Written exercise: Extract every entry word for word. Skip the pictures.

Source material:
___

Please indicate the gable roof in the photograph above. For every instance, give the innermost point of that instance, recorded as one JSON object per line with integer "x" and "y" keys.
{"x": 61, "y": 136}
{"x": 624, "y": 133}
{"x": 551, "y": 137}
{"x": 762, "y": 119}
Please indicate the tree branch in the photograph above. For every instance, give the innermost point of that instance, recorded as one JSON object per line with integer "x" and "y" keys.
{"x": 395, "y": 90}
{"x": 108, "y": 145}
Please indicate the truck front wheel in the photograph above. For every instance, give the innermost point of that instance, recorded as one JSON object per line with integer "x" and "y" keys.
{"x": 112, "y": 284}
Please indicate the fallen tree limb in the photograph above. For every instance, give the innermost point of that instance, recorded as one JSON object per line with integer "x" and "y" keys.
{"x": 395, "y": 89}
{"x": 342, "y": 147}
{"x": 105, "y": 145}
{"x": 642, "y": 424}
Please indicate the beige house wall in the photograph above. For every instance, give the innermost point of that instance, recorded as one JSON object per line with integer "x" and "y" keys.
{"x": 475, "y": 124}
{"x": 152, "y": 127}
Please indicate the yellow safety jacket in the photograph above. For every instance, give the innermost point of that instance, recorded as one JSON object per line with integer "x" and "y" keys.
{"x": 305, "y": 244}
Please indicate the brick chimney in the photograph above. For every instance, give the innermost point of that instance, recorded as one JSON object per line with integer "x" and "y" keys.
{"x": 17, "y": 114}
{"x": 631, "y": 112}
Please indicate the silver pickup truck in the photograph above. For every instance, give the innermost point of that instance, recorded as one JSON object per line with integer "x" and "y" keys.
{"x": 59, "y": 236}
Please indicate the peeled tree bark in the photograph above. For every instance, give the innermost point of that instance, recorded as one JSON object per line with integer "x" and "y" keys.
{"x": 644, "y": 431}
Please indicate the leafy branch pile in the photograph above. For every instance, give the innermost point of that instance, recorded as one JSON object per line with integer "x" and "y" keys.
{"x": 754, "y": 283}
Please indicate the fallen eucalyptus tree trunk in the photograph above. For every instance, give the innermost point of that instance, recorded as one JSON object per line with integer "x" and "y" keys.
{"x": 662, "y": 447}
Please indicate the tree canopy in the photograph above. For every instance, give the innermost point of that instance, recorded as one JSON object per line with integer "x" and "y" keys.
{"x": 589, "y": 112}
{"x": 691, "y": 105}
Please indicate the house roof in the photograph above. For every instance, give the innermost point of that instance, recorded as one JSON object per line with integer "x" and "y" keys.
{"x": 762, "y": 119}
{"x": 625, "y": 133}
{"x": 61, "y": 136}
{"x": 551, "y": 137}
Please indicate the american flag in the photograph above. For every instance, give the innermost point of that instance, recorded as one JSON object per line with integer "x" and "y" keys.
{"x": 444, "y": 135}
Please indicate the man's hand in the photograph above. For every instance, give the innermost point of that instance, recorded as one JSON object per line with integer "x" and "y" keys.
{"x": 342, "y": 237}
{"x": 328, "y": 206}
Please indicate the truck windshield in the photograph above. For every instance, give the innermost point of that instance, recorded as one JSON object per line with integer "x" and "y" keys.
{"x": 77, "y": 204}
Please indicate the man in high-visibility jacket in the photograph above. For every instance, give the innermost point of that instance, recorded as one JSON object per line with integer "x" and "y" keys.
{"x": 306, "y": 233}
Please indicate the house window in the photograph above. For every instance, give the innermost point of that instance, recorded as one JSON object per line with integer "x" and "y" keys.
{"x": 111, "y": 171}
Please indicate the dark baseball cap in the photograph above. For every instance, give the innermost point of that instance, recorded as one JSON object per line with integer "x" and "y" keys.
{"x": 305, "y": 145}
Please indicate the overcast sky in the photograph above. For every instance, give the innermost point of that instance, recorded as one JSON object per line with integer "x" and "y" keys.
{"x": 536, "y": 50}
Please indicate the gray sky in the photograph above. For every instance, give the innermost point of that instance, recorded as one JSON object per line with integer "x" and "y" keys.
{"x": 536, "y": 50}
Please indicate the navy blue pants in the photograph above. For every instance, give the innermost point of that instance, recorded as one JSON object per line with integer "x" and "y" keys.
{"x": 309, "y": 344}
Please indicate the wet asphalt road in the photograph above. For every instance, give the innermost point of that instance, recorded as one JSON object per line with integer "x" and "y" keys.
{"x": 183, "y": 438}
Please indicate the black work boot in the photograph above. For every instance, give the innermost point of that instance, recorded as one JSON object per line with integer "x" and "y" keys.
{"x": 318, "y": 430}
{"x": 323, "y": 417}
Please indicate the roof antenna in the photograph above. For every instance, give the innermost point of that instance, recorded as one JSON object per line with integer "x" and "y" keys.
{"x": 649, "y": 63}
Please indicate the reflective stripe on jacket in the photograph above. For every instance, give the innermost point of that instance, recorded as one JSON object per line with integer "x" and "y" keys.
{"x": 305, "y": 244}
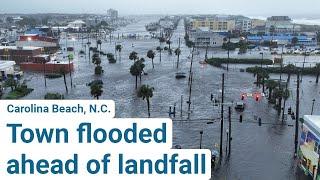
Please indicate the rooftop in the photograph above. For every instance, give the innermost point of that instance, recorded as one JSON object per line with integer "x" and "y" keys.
{"x": 19, "y": 48}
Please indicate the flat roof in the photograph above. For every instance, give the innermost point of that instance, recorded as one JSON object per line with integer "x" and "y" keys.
{"x": 6, "y": 64}
{"x": 17, "y": 48}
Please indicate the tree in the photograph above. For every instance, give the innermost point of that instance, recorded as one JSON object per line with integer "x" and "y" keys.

___

Result for this task:
Please indicate the gable roof in the photograph above. For every instance, give the innermost point of that instance, recorded as one JSON object per line with integer "x" and "y" keys.
{"x": 61, "y": 136}
{"x": 624, "y": 133}
{"x": 551, "y": 137}
{"x": 762, "y": 119}
Please indicate the tree branch in the photograph above. For every instance, give the innermost point of that instance, recorded as one JSON object per line with integer "x" and "y" keys.
{"x": 395, "y": 90}
{"x": 108, "y": 145}
Please indicate the truck front wheel in the photograph above. For every instance, give the innermost point of that instance, recorded as one JSON object per line with integer "x" and "y" keys.
{"x": 112, "y": 284}
Please indicate the fallen tree limb in the photograph above. For every instance, give the innermost point of that instance, recorded as one JSON object per line with integer "x" and "y" keys.
{"x": 395, "y": 89}
{"x": 342, "y": 147}
{"x": 105, "y": 145}
{"x": 642, "y": 424}
Please indicate the beige house wall in the photograph above. For every instance, give the innermost point of that instance, recorded as one JSON object per line with integer "x" and "y" keys.
{"x": 475, "y": 124}
{"x": 152, "y": 127}
Please indicate the yellow safety jacket in the photograph above. For every instance, give the innermost point of that instance, recorded as one JSON object per line with integer "x" and "y" keys.
{"x": 305, "y": 244}
Please indicate the brick chimney in the photograph above. For every instance, give the innermost point of that instance, recorded as one JSON object per line with integer "x" and "y" keys.
{"x": 17, "y": 114}
{"x": 631, "y": 112}
Please indicate the silver pickup truck in the photograph above. For every instance, give the innermost point of that instance, recorded as one JSON object per line with integer "x" and "y" keys.
{"x": 59, "y": 236}
Please indicate the peeled tree bark in the photograph above. For every instance, give the innermost point of that instance, recorded as one JSON object per line with integer "x" and "y" keys.
{"x": 644, "y": 431}
Please indicate the leafy branch pile in the photograph above. For every instance, give the innermost point of that instance, recorded as one JSON object per line with integer "x" and "y" keys.
{"x": 754, "y": 283}
Please indicate the fallen eucalyptus tree trunk in the photograph above. For every instance, give the innermost point of that instance, recorded as one JSON object per line with integer "x" and "y" keys.
{"x": 662, "y": 447}
Please indicate the tree canopy in the photograph above. For every instance, give the innermost point of that instance, recorded as one JSON object per line with integer "x" and "y" keys.
{"x": 589, "y": 112}
{"x": 691, "y": 105}
Please indicate the house roof in the photograph above. For every instance, give the innermost point of that instance, recorded as one JSON object per line with integer "x" and "y" keys.
{"x": 762, "y": 119}
{"x": 625, "y": 133}
{"x": 61, "y": 136}
{"x": 551, "y": 137}
Please indicate the american flag in the photograph above. For every instance, give the innermost point of that instance, recorded as one JSON object per line with integer "x" and "y" keys.
{"x": 444, "y": 135}
Please indicate the man's hand in the photograph above. For every instance, give the innermost point of that instance, recorded as one JSON object per line with integer "x" and "y" keys.
{"x": 342, "y": 237}
{"x": 328, "y": 206}
Please indicate the truck windshield in the photograph above. For every instance, give the innermost point of that instance, recorded as one JSON object per line with integer "x" and "y" keys.
{"x": 77, "y": 204}
Please indicate the man in high-visibility jacket in the photograph above. For every instance, give the innermost point of that instance, recorded as one JSON object per line with integer "x" and "y" keys.
{"x": 306, "y": 233}
Please indicate the house window in the photograph above. For every instance, give the innermost point of that instance, recorded as one JSON object per line with integer "x" and "y" keys.
{"x": 111, "y": 171}
Please indicate the dark baseball cap in the photograph above. For every instance, give the innermost point of that instance, recorded as one JSON object per line with integer "x" and "y" keys.
{"x": 305, "y": 145}
Please indicate the overcast sky in the photograph above. For every instance, give the innermost point of that instance, recorded as one JSON object per line with integer "x" and "y" keys.
{"x": 536, "y": 50}
Please indicate the gray sky in the photograph above. For every instance, give the innermost point of that instance, recorded as one JSON object per line with integer "x" and "y" keys.
{"x": 536, "y": 50}
Please indicate the navy blue pants in the photograph above. For every instance, give the innermost point of that instance, recorded as one JSON object per line with integer "x" and "y" keys.
{"x": 309, "y": 344}
Please indicate the wet asphalt road in the photograph above. For every instance, give the innermost point of that instance, recorded as one JSON object per line with integer "x" and "y" keys.
{"x": 183, "y": 438}
Please indicate the black work boot in the photograph above. For every instance, give the innermost point of that instance, recorded as one JSON object per line with integer "x" and "y" keys.
{"x": 318, "y": 430}
{"x": 323, "y": 417}
Please indicate the roof antenna in the photograph above. For every instance, give the innermost point of that instance, recorded as one JSON object per line with integer "x" and "y" keys.
{"x": 649, "y": 63}
Please indicate the reflective stripe on jacket in the photograph above. For every instance, give the innermost point of that instance, recorded as one JSON object per line with integer "x" and "y" keys.
{"x": 305, "y": 244}
Please indicate the rooftop in the photograph above. For every instance, give the innermost point of that instance, recorded as one JSON object per line with integer "x" and "y" keys.
{"x": 19, "y": 48}
Please indicate the flat roof in the photograph above. For every instance, give the innermost point of that instance, recorded as one JSON object per line with integer "x" and "y" keys.
{"x": 6, "y": 64}
{"x": 17, "y": 48}
Please indicate the tree in the photograph above. For every instance, give the innermost point of that instance, recorded as one JSON object per line with integer "x" and "y" keys.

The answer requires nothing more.